Without skipping anything, write out each record below exactly.

*Records from a collection*.

§

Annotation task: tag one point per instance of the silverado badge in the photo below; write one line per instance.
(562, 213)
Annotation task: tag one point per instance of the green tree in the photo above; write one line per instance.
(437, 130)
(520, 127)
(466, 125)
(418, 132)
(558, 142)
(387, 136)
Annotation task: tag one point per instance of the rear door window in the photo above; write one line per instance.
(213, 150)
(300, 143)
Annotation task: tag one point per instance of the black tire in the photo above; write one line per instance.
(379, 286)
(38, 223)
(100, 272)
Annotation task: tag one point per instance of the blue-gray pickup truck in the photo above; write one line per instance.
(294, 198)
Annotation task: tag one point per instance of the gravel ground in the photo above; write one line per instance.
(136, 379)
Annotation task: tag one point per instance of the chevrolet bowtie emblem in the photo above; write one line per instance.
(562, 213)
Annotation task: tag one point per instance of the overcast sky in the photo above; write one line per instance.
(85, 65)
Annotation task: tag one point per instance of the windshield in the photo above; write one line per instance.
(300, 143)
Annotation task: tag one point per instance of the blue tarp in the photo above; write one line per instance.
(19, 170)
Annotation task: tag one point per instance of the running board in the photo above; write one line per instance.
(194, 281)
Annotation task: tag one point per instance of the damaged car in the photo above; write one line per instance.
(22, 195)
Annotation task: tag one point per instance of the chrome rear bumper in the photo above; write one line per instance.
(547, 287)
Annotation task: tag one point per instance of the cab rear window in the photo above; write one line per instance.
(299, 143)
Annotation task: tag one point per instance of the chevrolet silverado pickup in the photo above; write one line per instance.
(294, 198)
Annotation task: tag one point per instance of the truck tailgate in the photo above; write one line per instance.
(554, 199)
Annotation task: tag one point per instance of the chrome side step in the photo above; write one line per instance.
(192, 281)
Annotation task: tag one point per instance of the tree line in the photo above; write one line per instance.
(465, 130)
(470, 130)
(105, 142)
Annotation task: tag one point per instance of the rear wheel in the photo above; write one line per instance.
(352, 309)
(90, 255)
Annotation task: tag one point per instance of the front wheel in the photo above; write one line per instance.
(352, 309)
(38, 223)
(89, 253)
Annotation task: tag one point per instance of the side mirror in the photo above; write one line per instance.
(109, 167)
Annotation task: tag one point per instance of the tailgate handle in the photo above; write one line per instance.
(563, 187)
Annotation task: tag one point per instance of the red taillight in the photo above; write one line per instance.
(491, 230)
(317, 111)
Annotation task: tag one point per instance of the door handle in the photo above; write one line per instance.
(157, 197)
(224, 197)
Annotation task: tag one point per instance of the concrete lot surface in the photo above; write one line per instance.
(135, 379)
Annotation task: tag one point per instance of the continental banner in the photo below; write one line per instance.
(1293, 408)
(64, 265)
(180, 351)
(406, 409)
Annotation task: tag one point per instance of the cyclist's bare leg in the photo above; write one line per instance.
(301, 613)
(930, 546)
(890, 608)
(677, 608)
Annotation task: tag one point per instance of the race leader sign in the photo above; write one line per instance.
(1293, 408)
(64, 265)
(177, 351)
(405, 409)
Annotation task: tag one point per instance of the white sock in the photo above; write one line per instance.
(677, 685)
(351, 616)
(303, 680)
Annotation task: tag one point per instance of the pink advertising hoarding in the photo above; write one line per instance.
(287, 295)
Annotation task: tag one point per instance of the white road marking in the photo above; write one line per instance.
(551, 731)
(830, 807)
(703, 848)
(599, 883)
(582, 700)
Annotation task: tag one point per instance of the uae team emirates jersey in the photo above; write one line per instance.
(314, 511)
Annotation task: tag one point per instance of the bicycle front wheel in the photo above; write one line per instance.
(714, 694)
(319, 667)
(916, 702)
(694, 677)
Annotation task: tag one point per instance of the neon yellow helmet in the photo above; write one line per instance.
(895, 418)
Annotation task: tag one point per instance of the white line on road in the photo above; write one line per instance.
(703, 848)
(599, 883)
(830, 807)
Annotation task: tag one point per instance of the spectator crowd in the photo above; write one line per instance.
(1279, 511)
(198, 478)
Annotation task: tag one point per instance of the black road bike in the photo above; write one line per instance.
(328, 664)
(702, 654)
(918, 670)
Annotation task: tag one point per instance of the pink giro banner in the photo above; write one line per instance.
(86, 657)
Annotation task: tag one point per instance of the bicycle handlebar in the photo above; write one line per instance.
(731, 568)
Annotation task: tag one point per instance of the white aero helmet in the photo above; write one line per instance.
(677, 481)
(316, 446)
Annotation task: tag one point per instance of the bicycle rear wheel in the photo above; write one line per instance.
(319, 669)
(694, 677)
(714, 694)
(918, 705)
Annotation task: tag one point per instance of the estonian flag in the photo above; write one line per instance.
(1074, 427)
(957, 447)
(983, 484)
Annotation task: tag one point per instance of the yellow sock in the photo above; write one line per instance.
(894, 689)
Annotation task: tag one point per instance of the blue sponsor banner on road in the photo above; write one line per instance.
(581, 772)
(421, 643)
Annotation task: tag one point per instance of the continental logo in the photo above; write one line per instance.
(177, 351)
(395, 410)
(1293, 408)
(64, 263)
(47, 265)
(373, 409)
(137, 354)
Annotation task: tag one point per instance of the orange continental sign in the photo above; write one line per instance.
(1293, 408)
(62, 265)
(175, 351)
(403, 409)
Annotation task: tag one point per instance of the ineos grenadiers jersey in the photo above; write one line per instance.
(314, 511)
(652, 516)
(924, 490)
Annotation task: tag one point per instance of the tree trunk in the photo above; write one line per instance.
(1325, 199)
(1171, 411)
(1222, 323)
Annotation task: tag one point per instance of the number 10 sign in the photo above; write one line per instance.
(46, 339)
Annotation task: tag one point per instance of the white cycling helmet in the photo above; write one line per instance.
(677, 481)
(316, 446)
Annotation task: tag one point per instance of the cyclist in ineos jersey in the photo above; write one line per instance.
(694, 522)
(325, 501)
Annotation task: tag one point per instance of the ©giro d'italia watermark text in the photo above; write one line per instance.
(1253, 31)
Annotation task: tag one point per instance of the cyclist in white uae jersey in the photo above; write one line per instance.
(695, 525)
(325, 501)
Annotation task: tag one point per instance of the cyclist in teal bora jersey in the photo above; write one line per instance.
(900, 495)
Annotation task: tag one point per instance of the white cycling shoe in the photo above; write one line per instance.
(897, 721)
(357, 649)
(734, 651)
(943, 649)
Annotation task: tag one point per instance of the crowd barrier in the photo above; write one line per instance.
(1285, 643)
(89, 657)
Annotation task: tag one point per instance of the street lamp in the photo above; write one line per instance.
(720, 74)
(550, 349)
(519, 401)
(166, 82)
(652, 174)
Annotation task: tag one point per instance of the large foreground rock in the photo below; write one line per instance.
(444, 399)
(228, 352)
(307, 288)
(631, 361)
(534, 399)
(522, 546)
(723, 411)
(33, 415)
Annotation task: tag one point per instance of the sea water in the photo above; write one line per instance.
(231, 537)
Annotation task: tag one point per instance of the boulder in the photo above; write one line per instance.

§

*Answer to the exercise*.
Annotation task: tag one point per instance of the silverado badge in the photo below; write one line per instance.
(562, 213)
Annotation task: tag one point per instance of the green tree in the photo above; write one line per instance.
(437, 130)
(520, 127)
(466, 125)
(418, 132)
(558, 142)
(387, 136)
Annotation task: tag one point per instance of the rear door window in the photo above; write one line per instance.
(213, 150)
(300, 143)
Annotation task: tag one point per instance of the black tire in the photo above; write one line per instance.
(379, 286)
(38, 223)
(100, 272)
Annotation task: tag one point per instance of the blue-gray pickup truck in the photo above; write one line per instance.
(294, 198)
Annotation task: tag one point per instance of the gravel ground in the photo above; write one line per instance.
(136, 379)
Annotation task: tag one point per instance of the chevrolet bowtie emblem in the photo above; write one line per instance.
(562, 213)
Annotation task: tag one point per instance of the overcast sky in the photo above; write one line per instance.
(85, 65)
Annotation task: tag one point per instance of the windshield in the photo above; write one line per instance.
(300, 143)
Annotation task: tag one point per instance of the blue tarp in the photo above; write one line per instance.
(19, 170)
Annotation task: tag one point per instance of the running board in the photo above; write one line per instance.
(194, 281)
Annotation task: tag one point per instance of the damaged car in the photo above; write one line per instance.
(22, 195)
Annotation task: tag one point per instance of the chrome rear bumper in the photo above; write one line per instance.
(547, 287)
Annotation task: tag one point per instance of the cab rear window in the photo above; write one line per instance.
(299, 143)
Annotation task: tag one point per instance of the chevrolet silverado pickup in the photo above; write one line per instance.
(294, 198)
Annotation task: tag one point per instance of the truck tailgate in the photo above; write one line per instance.
(554, 199)
Annotation task: tag one point per instance of the chrome side step in the photo above; write one line per instance.
(192, 281)
Annotation task: tag one point per instance of the tree line in the photo above; write one line per instance.
(465, 130)
(470, 130)
(105, 142)
Annotation task: tag one point per instance of the rear wheel in the photo above; write one line per instance.
(352, 309)
(90, 255)
Annotation task: tag one point per instance of the front wheel in the photo above; write one line per instance.
(352, 309)
(38, 223)
(89, 253)
Annotation task: tag one point per instance of the side mirror in the photo above; write one line per instance.
(109, 167)
Annotation task: tag one point per instance of the tailgate handle in the photo above; write one line per instance.
(563, 187)
Annotation task: tag one point per instance of the red taillight in the photo above; write one line per instance.
(491, 230)
(317, 111)
Annotation task: tag one point per instance of the door handle in the photo above; write one line per instance.
(157, 197)
(224, 197)
Annotation task: tag one point per instance of the concrete lot surface in the photo above; write one line per instance.
(135, 379)
Annotation task: tag one point per instance of the continental banner in the photo below; write one line per instance.
(1293, 408)
(64, 265)
(180, 351)
(406, 409)
Annotation task: tag one point per instance of the cyclist's bare leg in the photo above; write one line per instance.
(301, 613)
(930, 546)
(890, 608)
(677, 608)
Annotation task: tag one point per instance of the race leader sign in the photo above; write one line per instance.
(1293, 408)
(64, 265)
(177, 351)
(405, 409)
Annotation task: tag one point per instance of the white sock in the photo above; write one line per instance.
(677, 685)
(351, 616)
(303, 680)
Annotation task: tag one point per instance of the pink advertising hoarding in the photo above; write one line per instance.
(287, 295)
Annotation task: tag one point per instance of the white road marking in the photo above; write one line per instance.
(551, 731)
(830, 807)
(703, 848)
(599, 883)
(582, 700)
Annotation task: tag one point per instance of the uae team emirates jersey in the photo above; write one line per instance.
(314, 511)
Annotation task: tag one point per instance of the bicycle front wheel in the photo above; write one line per instance.
(714, 694)
(319, 667)
(916, 702)
(694, 677)
Annotation task: tag one point per instance of the neon yellow helmet in the photo above; write one line per instance.
(895, 418)
Annotation task: tag one point per instance of the white line on road in the photo above; write one line per instance.
(703, 848)
(599, 883)
(830, 807)
Annotation task: tag one point per instance of the spectator crowd in the photo above; write one line per instance.
(1279, 511)
(198, 478)
Annotation task: tag one point per instance of the black road bike in the photo above; write one line per instance.
(328, 664)
(702, 654)
(918, 670)
Annotation task: tag one point per instance of the pink giro banner in the photo above; write one line per instance.
(86, 657)
Annotation task: tag one point per instance of the bicycle handlebar in the photo above; write one line per instance.
(731, 568)
Annotation task: tag one point per instance of the white aero helmet in the photo above; write one line per instance.
(677, 481)
(316, 446)
Annotation task: tag one point per instance of the bicycle rear wheel in the photo above; write one line per instance.
(319, 669)
(694, 677)
(714, 694)
(918, 705)
Annotation task: tag one point per instance of the estonian flag in the photo above; write one line per instance.
(1074, 427)
(957, 447)
(983, 484)
Annotation task: tag one point per instance of the yellow sock in the photo above; write one line per instance.
(894, 689)
Annotation task: tag one point per instance of the blue sponsor banner on road in the photo above; write one line per instance.
(581, 772)
(421, 643)
Annotation task: tag one point per instance of the continental logo in the photo above; write one line per instance.
(177, 351)
(395, 410)
(1293, 408)
(64, 263)
(47, 265)
(373, 409)
(137, 354)
Annotation task: tag one point per instance of the orange continental sign in the photo above; write one line per instance.
(1293, 408)
(62, 265)
(175, 351)
(403, 409)
Annotation task: tag one point per instance of the ineos grenadiers jersey in the photo above; write one line per instance.
(314, 511)
(652, 516)
(924, 490)
Annotation task: tag one point per instance of the tree trunk in the photo above; write one line per instance.
(1325, 199)
(1171, 411)
(1222, 323)
Annotation task: tag one point per instance of the number 10 sign in the photo above; write one line per instance.
(46, 339)
Annotation task: tag one point per instance of the white cycling helmet in the photo above; write one line per instance.
(677, 481)
(316, 446)
Annotation task: tag one point per instance of the cyclist in ineos jersey in the photo above; write one line per instance.
(694, 522)
(325, 501)
Annotation task: tag one point per instance of the ©giro d'italia watermark text in the photo above; write one line per instance.
(1253, 31)
Annotation task: tag one point per instance of the cyclist in white uae jersey in the photo above; write one line per instance.
(695, 525)
(325, 501)
Annotation task: tag one point per instance of the cyclist in teal bora jersey in the photo above; write one line per instance.
(900, 495)
Annotation task: tag one point per instance of the white cycling shoe in the photo above; write one line per instance.
(897, 721)
(357, 649)
(734, 651)
(943, 649)
Annotation task: tag one point per instance of the crowd barrier in the photo above; write one line per instance.
(1285, 643)
(89, 657)
Annotation task: tag one point per instance of the street lamp in the photo above; write one line per instance.
(720, 74)
(550, 349)
(519, 401)
(166, 82)
(652, 174)
Annotation task: tag one point per instance of the large foreground rock in the photo below; write one line per instance.
(444, 399)
(228, 352)
(307, 288)
(631, 361)
(534, 399)
(522, 546)
(723, 411)
(33, 415)
Annotation task: tag one point per instance of the sea water in the photo above; write one line per instance.
(231, 537)
Annotation task: tag one point per instance of the boulder in the photo above; write one line per instance.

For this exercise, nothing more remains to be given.